§ **Your goal**: The answer should be each line from the entries below that has the word "handle" in it.

(Dataset entries)
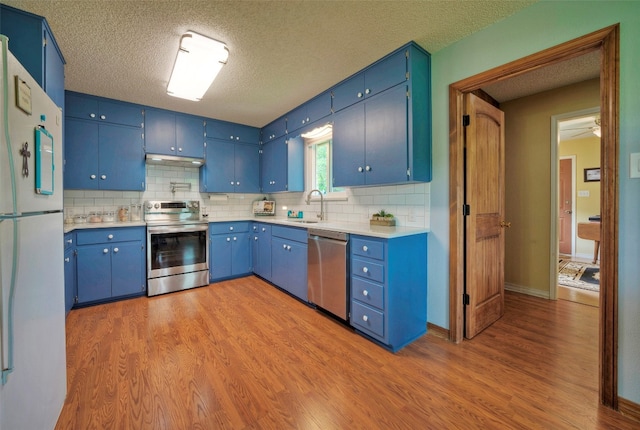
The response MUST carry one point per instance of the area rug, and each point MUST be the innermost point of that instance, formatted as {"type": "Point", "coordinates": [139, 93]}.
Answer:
{"type": "Point", "coordinates": [579, 275]}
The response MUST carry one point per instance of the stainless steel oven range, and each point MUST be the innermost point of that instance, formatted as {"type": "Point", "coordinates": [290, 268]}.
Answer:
{"type": "Point", "coordinates": [177, 246]}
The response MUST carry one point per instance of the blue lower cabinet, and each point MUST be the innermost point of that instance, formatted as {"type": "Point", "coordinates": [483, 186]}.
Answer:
{"type": "Point", "coordinates": [110, 264]}
{"type": "Point", "coordinates": [289, 260]}
{"type": "Point", "coordinates": [229, 250]}
{"type": "Point", "coordinates": [261, 250]}
{"type": "Point", "coordinates": [389, 289]}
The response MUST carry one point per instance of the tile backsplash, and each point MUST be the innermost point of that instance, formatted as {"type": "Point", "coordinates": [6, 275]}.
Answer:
{"type": "Point", "coordinates": [409, 203]}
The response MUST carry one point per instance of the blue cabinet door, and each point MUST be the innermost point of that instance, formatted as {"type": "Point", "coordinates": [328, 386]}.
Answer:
{"type": "Point", "coordinates": [275, 129]}
{"type": "Point", "coordinates": [241, 254]}
{"type": "Point", "coordinates": [274, 166]}
{"type": "Point", "coordinates": [189, 136]}
{"type": "Point", "coordinates": [94, 273]}
{"type": "Point", "coordinates": [261, 246]}
{"type": "Point", "coordinates": [121, 158]}
{"type": "Point", "coordinates": [220, 257]}
{"type": "Point", "coordinates": [386, 141]}
{"type": "Point", "coordinates": [348, 147]}
{"type": "Point", "coordinates": [69, 279]}
{"type": "Point", "coordinates": [217, 175]}
{"type": "Point", "coordinates": [81, 155]}
{"type": "Point", "coordinates": [127, 269]}
{"type": "Point", "coordinates": [231, 132]}
{"type": "Point", "coordinates": [160, 132]}
{"type": "Point", "coordinates": [247, 168]}
{"type": "Point", "coordinates": [289, 266]}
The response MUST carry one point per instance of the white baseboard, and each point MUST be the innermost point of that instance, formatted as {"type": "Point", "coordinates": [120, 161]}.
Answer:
{"type": "Point", "coordinates": [527, 290]}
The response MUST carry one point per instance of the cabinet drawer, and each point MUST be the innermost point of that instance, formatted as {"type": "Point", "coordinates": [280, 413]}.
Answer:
{"type": "Point", "coordinates": [368, 270]}
{"type": "Point", "coordinates": [367, 292]}
{"type": "Point", "coordinates": [69, 240]}
{"type": "Point", "coordinates": [367, 319]}
{"type": "Point", "coordinates": [107, 235]}
{"type": "Point", "coordinates": [228, 227]}
{"type": "Point", "coordinates": [291, 233]}
{"type": "Point", "coordinates": [368, 248]}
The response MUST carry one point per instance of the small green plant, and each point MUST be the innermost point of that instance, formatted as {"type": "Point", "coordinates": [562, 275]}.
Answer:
{"type": "Point", "coordinates": [382, 214]}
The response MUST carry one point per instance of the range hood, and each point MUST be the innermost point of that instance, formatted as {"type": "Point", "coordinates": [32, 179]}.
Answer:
{"type": "Point", "coordinates": [172, 160]}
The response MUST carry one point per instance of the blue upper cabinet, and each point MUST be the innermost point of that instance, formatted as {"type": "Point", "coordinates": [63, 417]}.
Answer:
{"type": "Point", "coordinates": [317, 108]}
{"type": "Point", "coordinates": [33, 44]}
{"type": "Point", "coordinates": [275, 129]}
{"type": "Point", "coordinates": [91, 108]}
{"type": "Point", "coordinates": [230, 168]}
{"type": "Point", "coordinates": [283, 165]}
{"type": "Point", "coordinates": [171, 133]}
{"type": "Point", "coordinates": [231, 132]}
{"type": "Point", "coordinates": [386, 139]}
{"type": "Point", "coordinates": [103, 144]}
{"type": "Point", "coordinates": [380, 76]}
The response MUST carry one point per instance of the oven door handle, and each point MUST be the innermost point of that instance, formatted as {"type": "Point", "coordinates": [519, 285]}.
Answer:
{"type": "Point", "coordinates": [177, 229]}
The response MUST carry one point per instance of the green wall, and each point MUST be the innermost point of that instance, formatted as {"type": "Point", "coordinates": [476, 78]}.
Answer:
{"type": "Point", "coordinates": [543, 25]}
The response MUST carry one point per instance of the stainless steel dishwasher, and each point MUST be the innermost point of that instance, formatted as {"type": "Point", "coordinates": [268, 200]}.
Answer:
{"type": "Point", "coordinates": [328, 271]}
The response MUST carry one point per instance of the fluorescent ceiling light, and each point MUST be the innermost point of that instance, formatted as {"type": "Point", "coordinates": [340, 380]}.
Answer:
{"type": "Point", "coordinates": [199, 61]}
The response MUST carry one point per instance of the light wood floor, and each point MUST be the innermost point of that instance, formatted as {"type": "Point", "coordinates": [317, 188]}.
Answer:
{"type": "Point", "coordinates": [243, 355]}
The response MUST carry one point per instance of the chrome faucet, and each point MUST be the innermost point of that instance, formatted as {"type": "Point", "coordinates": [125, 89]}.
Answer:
{"type": "Point", "coordinates": [321, 216]}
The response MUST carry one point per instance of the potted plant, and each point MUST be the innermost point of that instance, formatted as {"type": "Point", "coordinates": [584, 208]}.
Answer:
{"type": "Point", "coordinates": [382, 218]}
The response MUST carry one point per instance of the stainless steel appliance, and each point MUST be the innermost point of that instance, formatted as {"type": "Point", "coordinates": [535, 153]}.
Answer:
{"type": "Point", "coordinates": [177, 246]}
{"type": "Point", "coordinates": [33, 382]}
{"type": "Point", "coordinates": [328, 271]}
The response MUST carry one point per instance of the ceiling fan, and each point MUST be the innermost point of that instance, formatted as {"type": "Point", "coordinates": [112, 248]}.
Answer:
{"type": "Point", "coordinates": [586, 129]}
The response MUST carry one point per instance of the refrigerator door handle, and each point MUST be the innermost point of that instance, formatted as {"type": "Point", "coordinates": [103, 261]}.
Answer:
{"type": "Point", "coordinates": [7, 308]}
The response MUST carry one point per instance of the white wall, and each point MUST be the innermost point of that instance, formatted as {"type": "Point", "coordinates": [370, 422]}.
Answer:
{"type": "Point", "coordinates": [409, 203]}
{"type": "Point", "coordinates": [543, 25]}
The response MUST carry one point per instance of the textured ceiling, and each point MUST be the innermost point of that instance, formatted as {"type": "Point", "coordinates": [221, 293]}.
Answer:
{"type": "Point", "coordinates": [281, 52]}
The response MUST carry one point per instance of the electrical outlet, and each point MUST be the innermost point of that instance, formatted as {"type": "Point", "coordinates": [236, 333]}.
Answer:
{"type": "Point", "coordinates": [634, 165]}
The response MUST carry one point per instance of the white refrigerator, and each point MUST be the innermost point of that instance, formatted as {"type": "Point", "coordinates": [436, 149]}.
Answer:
{"type": "Point", "coordinates": [33, 386]}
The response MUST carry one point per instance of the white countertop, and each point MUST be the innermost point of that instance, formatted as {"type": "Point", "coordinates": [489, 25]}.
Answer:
{"type": "Point", "coordinates": [363, 229]}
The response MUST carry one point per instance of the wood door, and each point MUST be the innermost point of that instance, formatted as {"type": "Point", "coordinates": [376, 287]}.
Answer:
{"type": "Point", "coordinates": [484, 224]}
{"type": "Point", "coordinates": [565, 205]}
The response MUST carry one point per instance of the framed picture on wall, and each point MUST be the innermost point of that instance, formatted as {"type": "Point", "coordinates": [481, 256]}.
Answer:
{"type": "Point", "coordinates": [592, 174]}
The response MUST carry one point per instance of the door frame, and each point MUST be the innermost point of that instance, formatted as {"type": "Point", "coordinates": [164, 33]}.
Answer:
{"type": "Point", "coordinates": [554, 194]}
{"type": "Point", "coordinates": [607, 41]}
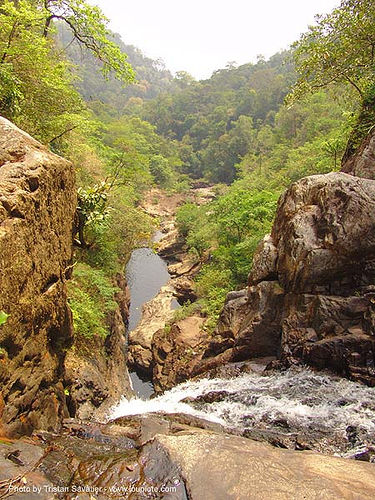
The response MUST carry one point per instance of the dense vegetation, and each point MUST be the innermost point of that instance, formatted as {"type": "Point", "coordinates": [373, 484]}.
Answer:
{"type": "Point", "coordinates": [67, 80]}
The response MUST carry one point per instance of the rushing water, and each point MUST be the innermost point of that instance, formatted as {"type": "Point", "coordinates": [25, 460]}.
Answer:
{"type": "Point", "coordinates": [336, 413]}
{"type": "Point", "coordinates": [146, 273]}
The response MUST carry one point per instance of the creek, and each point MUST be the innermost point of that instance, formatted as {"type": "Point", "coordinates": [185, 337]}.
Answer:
{"type": "Point", "coordinates": [146, 273]}
{"type": "Point", "coordinates": [314, 410]}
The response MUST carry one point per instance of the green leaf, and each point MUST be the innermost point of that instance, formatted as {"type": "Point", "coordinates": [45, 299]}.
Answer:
{"type": "Point", "coordinates": [3, 317]}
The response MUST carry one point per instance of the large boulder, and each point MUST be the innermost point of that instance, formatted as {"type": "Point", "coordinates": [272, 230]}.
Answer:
{"type": "Point", "coordinates": [311, 294]}
{"type": "Point", "coordinates": [37, 207]}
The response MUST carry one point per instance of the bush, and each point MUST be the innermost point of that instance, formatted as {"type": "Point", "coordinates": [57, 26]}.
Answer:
{"type": "Point", "coordinates": [91, 298]}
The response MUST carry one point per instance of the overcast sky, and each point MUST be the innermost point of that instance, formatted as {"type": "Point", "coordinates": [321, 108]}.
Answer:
{"type": "Point", "coordinates": [200, 36]}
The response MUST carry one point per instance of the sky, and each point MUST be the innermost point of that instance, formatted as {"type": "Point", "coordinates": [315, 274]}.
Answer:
{"type": "Point", "coordinates": [201, 36]}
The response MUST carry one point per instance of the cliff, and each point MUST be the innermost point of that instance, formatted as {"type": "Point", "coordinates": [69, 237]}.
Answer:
{"type": "Point", "coordinates": [37, 206]}
{"type": "Point", "coordinates": [311, 290]}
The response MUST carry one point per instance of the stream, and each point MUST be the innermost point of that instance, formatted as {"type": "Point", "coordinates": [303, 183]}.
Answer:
{"type": "Point", "coordinates": [146, 273]}
{"type": "Point", "coordinates": [313, 410]}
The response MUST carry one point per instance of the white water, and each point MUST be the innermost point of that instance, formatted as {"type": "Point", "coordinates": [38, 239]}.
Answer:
{"type": "Point", "coordinates": [298, 400]}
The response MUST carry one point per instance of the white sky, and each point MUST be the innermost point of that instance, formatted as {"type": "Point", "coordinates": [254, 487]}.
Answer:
{"type": "Point", "coordinates": [200, 36]}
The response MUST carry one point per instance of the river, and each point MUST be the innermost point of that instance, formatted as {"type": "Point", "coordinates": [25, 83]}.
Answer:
{"type": "Point", "coordinates": [331, 414]}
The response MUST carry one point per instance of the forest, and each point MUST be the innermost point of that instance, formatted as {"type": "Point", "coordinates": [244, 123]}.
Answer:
{"type": "Point", "coordinates": [127, 124]}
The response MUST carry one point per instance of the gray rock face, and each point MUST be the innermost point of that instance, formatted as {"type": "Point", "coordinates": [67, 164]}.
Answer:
{"type": "Point", "coordinates": [311, 294]}
{"type": "Point", "coordinates": [362, 163]}
{"type": "Point", "coordinates": [37, 206]}
{"type": "Point", "coordinates": [175, 458]}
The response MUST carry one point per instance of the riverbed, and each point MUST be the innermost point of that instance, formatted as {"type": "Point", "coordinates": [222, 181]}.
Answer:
{"type": "Point", "coordinates": [146, 273]}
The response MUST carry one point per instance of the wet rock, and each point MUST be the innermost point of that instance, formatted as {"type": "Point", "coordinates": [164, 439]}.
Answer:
{"type": "Point", "coordinates": [362, 162]}
{"type": "Point", "coordinates": [244, 469]}
{"type": "Point", "coordinates": [185, 289]}
{"type": "Point", "coordinates": [93, 362]}
{"type": "Point", "coordinates": [155, 314]}
{"type": "Point", "coordinates": [311, 290]}
{"type": "Point", "coordinates": [175, 352]}
{"type": "Point", "coordinates": [37, 207]}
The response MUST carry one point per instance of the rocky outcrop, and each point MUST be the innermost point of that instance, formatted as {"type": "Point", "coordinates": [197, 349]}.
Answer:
{"type": "Point", "coordinates": [362, 162]}
{"type": "Point", "coordinates": [96, 372]}
{"type": "Point", "coordinates": [311, 294]}
{"type": "Point", "coordinates": [37, 206]}
{"type": "Point", "coordinates": [156, 457]}
{"type": "Point", "coordinates": [155, 314]}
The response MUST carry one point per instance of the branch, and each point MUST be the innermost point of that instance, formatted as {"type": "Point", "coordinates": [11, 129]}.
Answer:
{"type": "Point", "coordinates": [63, 133]}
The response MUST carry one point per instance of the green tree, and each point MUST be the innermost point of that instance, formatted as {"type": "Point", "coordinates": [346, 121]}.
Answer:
{"type": "Point", "coordinates": [88, 26]}
{"type": "Point", "coordinates": [340, 48]}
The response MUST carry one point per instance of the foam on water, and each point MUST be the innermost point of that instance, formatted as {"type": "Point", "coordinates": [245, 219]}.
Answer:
{"type": "Point", "coordinates": [298, 398]}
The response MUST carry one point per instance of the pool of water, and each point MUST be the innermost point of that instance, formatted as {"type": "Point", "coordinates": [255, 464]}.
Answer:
{"type": "Point", "coordinates": [146, 273]}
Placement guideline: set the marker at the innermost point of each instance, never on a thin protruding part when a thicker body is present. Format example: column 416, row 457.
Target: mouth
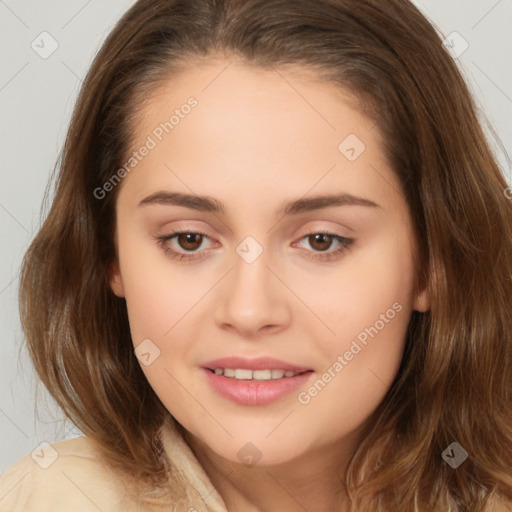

§ **Task answer**:
The response MUST carry one point per instance of the oven door handle, and each point MUST be the innermost point of that instance, formatted as {"type": "Point", "coordinates": [519, 285]}.
The response MUST carry one point per instance of the refrigerator door handle, and each point MUST be the innermost point of that instance, formatted as {"type": "Point", "coordinates": [103, 261]}.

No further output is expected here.